▶ INSTRUCTIONS FOR THE TASK:
Which lines in the items below contain the word "wire"? Select each of those lines and copy it out in full.

--- start TASK INPUT ---

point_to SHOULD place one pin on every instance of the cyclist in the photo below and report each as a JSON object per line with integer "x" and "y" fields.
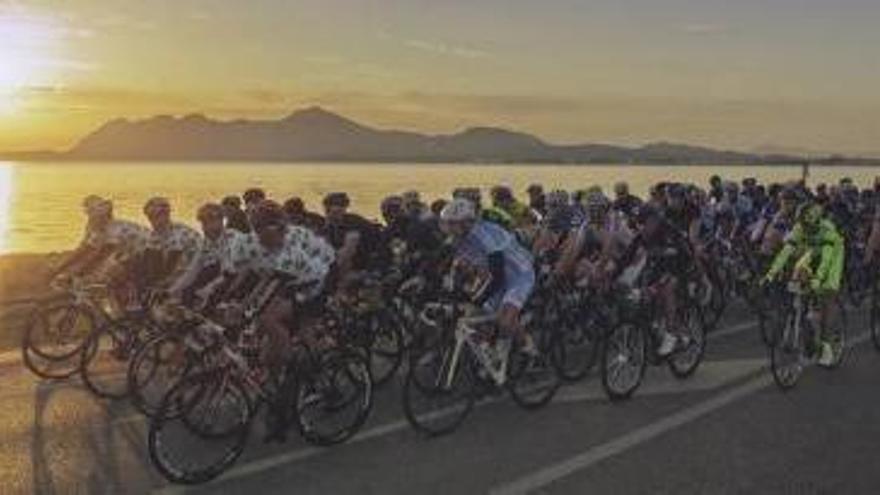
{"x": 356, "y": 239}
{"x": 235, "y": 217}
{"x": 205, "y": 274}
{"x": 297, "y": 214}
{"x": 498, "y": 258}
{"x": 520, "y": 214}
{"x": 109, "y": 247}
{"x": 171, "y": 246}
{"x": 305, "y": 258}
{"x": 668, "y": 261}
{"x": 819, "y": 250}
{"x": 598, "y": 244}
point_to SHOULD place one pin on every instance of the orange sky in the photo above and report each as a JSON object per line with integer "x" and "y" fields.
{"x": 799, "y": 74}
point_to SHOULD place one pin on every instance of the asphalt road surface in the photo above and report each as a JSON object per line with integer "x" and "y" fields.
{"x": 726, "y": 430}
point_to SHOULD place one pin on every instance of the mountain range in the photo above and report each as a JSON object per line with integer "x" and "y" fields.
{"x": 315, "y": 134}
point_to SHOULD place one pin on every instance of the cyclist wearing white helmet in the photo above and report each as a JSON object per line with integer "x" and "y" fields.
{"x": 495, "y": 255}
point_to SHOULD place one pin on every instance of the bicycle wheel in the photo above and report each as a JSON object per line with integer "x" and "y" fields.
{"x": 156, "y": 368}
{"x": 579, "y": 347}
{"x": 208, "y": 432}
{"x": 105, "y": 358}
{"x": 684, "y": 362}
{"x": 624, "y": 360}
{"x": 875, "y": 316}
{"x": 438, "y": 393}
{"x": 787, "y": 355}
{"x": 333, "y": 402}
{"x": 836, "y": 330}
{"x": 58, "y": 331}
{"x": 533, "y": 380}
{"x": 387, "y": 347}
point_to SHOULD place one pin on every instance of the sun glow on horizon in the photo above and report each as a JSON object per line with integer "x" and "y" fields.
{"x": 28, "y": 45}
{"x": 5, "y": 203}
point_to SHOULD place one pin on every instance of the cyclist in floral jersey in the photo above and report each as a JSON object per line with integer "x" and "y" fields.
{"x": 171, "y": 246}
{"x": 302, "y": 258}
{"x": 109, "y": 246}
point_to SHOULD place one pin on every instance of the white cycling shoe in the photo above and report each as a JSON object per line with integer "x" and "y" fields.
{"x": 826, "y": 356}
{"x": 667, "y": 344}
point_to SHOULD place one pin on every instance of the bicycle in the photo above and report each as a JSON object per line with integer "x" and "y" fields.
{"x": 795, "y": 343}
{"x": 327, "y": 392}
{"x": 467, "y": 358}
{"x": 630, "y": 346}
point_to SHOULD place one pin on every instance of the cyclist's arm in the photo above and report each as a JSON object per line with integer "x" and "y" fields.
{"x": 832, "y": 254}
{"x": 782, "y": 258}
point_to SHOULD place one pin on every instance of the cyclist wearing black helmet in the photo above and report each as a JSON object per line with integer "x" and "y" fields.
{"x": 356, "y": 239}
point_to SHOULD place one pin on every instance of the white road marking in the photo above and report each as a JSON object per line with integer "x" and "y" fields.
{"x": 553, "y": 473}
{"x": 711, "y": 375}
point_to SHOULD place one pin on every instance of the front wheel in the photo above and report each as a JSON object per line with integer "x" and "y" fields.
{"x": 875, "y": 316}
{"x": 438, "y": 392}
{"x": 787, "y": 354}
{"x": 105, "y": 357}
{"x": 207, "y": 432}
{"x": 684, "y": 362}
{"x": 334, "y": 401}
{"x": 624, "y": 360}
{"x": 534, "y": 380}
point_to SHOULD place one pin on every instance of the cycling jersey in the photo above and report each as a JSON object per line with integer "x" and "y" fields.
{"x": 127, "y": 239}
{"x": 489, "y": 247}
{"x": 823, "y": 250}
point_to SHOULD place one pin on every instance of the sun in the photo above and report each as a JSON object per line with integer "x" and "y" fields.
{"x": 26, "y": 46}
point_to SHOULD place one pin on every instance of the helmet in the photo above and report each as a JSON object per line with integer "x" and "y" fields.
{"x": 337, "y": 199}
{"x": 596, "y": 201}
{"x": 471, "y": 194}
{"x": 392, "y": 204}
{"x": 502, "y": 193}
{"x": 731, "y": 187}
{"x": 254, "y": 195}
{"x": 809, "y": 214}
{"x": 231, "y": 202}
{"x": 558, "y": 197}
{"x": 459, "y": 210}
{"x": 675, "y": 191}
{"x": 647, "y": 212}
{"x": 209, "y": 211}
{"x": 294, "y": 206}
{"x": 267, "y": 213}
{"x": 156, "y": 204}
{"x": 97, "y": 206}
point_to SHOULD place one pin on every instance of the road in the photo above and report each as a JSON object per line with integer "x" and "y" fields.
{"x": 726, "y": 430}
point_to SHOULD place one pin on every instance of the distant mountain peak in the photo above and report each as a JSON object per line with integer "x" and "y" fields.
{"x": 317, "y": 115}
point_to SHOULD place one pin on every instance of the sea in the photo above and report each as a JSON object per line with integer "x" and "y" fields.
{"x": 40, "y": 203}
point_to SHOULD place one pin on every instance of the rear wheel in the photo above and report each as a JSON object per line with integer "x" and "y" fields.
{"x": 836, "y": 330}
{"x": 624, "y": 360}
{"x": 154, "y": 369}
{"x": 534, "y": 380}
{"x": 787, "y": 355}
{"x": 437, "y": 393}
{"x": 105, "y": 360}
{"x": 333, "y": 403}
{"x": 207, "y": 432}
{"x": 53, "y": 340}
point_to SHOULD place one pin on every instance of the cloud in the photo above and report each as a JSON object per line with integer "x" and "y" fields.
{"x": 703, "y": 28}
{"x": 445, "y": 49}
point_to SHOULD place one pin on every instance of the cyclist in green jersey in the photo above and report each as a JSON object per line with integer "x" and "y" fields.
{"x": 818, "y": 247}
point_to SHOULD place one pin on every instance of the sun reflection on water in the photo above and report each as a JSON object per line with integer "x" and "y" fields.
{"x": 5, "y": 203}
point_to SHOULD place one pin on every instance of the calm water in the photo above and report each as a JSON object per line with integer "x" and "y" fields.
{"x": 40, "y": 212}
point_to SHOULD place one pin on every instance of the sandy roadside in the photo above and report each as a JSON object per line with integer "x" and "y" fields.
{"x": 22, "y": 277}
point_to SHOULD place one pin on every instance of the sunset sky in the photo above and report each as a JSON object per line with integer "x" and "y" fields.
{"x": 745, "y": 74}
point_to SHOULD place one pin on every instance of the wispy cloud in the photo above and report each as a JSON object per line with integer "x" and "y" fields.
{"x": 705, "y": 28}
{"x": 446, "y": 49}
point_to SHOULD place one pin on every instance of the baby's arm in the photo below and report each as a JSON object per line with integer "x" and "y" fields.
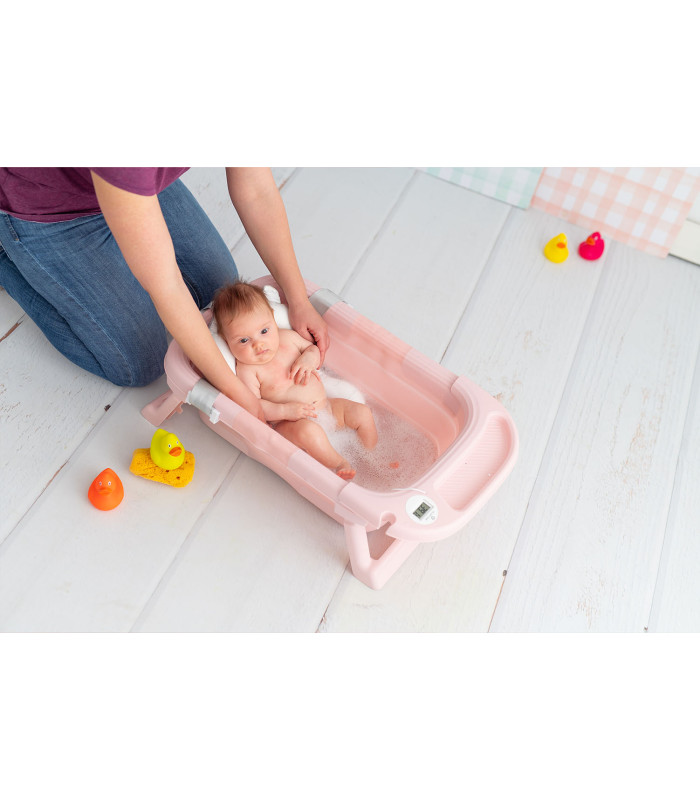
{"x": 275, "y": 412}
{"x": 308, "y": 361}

--- end TASK INPUT ---
--- start TASK INPUT ---

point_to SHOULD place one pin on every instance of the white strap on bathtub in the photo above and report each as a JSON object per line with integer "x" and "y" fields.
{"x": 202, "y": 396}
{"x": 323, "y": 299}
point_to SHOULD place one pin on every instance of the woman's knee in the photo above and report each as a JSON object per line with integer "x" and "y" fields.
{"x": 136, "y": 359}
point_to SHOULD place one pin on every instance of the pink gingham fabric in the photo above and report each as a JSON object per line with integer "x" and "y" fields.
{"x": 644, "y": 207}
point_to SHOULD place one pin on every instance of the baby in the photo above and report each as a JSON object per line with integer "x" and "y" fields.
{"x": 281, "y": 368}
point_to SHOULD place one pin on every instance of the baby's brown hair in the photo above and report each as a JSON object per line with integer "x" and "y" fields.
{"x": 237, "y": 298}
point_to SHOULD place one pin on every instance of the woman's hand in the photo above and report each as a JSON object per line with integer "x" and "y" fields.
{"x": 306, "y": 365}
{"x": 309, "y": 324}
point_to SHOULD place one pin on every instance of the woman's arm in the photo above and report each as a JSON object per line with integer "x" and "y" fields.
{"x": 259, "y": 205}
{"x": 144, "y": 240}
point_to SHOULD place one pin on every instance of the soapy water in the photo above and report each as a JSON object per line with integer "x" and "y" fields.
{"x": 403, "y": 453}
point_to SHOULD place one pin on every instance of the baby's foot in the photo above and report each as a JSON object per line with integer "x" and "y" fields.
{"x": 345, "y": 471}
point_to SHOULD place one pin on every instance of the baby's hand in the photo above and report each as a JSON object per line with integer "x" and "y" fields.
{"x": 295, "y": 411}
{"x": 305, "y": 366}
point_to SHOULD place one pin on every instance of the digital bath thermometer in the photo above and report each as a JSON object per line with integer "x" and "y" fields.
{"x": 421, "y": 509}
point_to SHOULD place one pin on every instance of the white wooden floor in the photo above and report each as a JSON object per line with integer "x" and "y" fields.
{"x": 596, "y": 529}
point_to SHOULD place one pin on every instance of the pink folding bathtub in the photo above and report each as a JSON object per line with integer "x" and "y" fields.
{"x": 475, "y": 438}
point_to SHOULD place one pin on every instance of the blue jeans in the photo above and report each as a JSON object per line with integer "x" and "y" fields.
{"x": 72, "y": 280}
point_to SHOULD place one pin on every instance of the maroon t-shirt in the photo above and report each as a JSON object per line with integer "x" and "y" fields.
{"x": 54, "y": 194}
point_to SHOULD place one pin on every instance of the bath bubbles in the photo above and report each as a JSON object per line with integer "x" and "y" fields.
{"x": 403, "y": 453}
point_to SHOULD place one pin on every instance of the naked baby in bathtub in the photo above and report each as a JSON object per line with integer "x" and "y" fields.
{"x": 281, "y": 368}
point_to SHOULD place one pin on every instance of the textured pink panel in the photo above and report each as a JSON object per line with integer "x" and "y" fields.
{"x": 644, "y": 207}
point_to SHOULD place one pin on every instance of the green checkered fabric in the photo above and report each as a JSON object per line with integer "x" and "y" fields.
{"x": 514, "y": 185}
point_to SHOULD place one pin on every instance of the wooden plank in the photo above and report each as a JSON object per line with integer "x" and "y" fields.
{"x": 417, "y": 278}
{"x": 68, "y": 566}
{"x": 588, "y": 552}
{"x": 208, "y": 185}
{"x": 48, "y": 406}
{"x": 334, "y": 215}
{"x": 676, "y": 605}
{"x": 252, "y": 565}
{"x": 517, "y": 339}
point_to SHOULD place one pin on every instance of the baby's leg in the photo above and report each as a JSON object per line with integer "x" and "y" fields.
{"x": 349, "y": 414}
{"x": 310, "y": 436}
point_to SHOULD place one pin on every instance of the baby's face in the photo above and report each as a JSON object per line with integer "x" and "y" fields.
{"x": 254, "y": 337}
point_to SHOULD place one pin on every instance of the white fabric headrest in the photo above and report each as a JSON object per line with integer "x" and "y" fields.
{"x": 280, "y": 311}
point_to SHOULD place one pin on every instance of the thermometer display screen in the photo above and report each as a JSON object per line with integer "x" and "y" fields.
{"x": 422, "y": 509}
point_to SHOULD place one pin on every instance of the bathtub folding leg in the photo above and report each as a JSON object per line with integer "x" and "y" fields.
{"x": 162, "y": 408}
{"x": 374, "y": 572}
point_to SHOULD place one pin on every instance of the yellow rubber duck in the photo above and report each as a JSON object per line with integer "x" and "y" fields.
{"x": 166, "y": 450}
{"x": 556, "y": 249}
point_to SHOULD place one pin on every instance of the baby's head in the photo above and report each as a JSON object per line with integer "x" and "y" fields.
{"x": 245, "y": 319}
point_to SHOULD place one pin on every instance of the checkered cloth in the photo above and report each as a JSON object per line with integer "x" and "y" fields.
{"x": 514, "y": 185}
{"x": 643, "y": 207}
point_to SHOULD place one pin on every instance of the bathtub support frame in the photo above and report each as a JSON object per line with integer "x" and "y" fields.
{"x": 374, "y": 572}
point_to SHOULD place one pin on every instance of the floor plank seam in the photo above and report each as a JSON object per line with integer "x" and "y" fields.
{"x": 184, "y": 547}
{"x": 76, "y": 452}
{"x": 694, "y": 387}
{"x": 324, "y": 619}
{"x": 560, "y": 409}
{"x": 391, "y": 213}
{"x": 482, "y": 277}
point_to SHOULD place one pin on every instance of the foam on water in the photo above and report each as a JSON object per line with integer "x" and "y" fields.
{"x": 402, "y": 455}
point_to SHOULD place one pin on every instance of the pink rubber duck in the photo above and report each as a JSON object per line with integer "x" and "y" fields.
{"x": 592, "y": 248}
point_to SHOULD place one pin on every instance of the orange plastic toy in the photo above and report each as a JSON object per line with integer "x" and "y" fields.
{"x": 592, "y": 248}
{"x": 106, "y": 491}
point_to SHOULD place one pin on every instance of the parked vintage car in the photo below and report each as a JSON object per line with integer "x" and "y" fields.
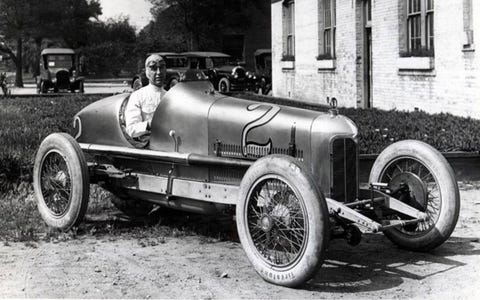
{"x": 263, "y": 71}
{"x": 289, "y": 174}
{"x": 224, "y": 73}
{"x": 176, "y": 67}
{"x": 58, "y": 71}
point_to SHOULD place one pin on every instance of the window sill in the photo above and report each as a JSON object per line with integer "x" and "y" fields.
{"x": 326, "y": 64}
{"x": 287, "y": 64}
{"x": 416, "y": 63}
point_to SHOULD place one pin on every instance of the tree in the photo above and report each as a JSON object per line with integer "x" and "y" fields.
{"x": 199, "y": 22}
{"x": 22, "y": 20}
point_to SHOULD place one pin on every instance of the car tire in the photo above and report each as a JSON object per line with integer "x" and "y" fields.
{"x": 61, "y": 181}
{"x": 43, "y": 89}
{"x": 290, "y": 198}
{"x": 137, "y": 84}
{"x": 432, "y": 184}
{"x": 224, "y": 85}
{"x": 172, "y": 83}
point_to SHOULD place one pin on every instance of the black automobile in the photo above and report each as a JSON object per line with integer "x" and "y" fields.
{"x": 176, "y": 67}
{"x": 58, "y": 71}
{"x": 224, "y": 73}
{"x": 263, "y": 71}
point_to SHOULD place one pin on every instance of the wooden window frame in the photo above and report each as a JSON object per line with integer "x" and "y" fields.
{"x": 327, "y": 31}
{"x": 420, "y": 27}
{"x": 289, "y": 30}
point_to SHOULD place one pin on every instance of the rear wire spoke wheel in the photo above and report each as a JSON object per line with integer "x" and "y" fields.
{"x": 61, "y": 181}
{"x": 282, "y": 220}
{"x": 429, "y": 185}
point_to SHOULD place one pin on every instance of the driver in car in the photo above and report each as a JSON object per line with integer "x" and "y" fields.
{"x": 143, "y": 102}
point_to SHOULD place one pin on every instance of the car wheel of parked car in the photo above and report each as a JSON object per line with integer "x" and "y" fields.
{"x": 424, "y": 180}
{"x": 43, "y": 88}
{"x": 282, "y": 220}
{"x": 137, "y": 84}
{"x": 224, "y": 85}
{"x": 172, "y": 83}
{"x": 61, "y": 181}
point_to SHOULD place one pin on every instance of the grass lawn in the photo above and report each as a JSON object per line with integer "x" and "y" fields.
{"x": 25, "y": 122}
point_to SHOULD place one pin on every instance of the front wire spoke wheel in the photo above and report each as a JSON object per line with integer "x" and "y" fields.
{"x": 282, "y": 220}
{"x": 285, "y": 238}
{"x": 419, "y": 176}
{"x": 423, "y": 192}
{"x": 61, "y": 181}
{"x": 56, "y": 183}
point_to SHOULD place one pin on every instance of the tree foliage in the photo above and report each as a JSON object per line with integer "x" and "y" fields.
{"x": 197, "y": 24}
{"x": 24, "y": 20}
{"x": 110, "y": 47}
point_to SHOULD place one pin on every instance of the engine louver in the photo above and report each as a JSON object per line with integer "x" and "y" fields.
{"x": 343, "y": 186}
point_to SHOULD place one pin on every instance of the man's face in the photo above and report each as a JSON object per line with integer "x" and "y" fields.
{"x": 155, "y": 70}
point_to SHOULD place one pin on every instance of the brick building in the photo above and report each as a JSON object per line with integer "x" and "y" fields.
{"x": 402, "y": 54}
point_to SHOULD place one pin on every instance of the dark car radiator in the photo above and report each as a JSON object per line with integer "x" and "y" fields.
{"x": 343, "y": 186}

--- end TASK INPUT ---

▶ FULL OUTPUT:
point_to SHOULD place one pin on every instance of the rear wire spoke wheel in the photo above and report each as a JSON object per line with integer "x" and "y" fields.
point_to SHOULD place one pin on every instance of the front wire spoke wheel in the photo above and report each as a JSON object per line with integer "x" and "y" fields.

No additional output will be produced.